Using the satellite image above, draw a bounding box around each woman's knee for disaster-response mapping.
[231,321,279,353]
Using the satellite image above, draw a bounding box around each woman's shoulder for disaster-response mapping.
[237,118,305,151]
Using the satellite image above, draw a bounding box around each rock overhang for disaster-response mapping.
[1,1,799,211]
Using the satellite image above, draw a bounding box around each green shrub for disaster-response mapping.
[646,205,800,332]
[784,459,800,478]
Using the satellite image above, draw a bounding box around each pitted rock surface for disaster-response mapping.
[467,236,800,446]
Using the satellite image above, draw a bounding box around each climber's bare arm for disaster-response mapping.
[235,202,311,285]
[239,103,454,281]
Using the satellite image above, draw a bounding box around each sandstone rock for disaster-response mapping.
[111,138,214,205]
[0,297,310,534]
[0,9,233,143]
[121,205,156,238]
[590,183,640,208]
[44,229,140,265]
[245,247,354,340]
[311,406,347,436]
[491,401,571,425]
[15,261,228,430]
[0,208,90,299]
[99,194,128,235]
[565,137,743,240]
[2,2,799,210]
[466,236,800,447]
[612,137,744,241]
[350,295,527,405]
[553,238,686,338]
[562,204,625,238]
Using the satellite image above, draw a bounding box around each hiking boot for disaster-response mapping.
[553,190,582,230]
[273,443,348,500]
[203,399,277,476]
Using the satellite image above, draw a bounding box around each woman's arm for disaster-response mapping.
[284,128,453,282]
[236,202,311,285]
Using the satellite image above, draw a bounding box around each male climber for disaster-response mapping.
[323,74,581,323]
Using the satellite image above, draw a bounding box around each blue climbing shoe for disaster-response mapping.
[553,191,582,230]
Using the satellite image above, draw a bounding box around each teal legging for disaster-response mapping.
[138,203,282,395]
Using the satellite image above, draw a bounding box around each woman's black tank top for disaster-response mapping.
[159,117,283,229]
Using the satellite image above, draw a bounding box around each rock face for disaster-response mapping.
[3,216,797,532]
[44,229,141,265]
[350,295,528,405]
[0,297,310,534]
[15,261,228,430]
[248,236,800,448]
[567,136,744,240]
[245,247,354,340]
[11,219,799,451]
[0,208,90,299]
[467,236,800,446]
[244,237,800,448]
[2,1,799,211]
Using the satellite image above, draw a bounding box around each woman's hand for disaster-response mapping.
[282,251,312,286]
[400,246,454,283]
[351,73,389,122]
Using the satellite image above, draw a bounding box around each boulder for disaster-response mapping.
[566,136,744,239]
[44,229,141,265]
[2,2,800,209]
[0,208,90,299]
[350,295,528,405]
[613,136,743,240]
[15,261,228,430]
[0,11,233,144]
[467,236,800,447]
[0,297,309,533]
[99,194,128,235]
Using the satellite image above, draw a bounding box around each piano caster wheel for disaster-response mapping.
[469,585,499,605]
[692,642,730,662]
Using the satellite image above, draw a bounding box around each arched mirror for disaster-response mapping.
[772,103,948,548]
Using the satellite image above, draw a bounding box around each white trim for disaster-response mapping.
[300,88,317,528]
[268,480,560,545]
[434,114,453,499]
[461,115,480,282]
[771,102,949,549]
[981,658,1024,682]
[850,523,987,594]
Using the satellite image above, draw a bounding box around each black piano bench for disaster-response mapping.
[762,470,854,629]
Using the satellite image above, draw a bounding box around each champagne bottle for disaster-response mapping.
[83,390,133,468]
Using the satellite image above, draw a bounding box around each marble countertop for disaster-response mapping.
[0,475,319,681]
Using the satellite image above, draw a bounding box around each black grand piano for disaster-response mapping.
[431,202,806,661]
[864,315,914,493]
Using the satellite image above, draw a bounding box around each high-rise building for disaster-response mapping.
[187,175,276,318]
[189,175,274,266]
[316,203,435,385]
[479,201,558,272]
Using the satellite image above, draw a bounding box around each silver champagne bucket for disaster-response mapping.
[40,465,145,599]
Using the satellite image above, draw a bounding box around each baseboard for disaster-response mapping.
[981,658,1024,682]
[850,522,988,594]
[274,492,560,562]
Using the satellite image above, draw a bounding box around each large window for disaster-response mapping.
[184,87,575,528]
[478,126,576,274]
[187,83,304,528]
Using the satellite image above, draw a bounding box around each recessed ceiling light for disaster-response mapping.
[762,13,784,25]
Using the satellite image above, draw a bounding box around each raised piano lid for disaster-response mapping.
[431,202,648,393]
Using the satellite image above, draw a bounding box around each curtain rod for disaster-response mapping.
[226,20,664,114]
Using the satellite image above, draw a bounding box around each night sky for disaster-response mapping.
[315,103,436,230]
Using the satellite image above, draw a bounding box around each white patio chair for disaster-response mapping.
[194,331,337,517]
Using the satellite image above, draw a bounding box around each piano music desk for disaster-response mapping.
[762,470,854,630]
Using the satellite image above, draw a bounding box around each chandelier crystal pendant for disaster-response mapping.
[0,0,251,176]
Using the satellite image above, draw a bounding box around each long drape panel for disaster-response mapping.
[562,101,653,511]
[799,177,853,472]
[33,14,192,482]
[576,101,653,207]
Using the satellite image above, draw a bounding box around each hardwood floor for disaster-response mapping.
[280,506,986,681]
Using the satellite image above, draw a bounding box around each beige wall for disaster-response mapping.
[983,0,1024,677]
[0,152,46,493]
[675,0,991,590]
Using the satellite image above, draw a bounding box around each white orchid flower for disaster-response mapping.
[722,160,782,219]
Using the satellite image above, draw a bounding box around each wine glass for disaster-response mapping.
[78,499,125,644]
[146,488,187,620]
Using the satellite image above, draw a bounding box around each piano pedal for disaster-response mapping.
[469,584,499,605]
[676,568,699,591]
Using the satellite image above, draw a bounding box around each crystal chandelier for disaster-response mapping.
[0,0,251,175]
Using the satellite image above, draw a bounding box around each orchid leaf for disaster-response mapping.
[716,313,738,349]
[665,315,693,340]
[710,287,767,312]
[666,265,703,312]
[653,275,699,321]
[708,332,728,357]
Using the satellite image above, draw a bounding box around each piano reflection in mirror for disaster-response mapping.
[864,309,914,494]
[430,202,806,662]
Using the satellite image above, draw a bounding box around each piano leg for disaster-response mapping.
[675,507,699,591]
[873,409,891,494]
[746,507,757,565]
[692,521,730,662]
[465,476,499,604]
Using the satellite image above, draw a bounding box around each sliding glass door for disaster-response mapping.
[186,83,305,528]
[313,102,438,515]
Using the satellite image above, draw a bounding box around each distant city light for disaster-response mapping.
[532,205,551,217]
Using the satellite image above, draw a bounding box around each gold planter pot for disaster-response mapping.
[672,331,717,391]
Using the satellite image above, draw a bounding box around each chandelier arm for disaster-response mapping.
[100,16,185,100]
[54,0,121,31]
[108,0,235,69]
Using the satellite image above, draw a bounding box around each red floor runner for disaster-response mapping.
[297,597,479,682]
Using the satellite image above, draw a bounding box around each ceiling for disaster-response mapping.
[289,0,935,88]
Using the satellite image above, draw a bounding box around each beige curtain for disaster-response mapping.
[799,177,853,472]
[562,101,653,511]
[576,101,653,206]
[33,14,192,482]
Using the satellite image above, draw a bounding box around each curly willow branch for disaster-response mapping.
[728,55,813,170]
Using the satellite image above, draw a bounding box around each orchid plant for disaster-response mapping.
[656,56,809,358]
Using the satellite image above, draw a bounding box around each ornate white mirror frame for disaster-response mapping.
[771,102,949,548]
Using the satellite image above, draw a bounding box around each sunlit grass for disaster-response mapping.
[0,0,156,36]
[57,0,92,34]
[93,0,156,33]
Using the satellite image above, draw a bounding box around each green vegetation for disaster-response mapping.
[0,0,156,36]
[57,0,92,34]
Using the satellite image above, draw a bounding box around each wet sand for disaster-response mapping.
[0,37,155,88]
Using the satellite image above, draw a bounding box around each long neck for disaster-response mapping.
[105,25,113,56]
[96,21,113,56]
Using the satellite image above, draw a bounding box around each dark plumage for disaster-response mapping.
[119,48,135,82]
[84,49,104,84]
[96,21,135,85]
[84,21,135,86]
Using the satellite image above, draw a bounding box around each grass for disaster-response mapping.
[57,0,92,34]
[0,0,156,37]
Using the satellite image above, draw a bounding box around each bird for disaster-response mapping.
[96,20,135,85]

### Your objective
Transcribe exactly, and only, the lines from the one bearing "sunlit grass for disaster-response mapping." through the last line of the entries, counting both.

### Result
Using the satellite image above, draw a bounding box around each sunlit grass for disaster-response mapping.
[0,0,156,36]
[57,0,92,34]
[93,0,156,33]
Using the satellite image above, draw a bounding box around each green vegetation for disaster-response mapping.
[0,0,156,36]
[57,0,92,34]
Using the satellite image above, draw a bounding box around each wet sand for disaster-response mapping.
[0,37,155,88]
Using the satellite image above, draw a bounding box around each long neck for disaster-response mapping.
[105,25,113,56]
[96,21,113,56]
Using the satellite image above, draw a bounding box around each dark plumage for disaster-response mapping.
[119,48,135,82]
[84,49,104,84]
[96,21,135,85]
[84,21,135,86]
Using the satellite image above, draw a bounding box around each grass for disaster-response mapping.
[57,0,92,34]
[0,0,156,37]
Using the satellite image above, draw a bounding box around each bird for disaster-response mapping.
[96,20,135,85]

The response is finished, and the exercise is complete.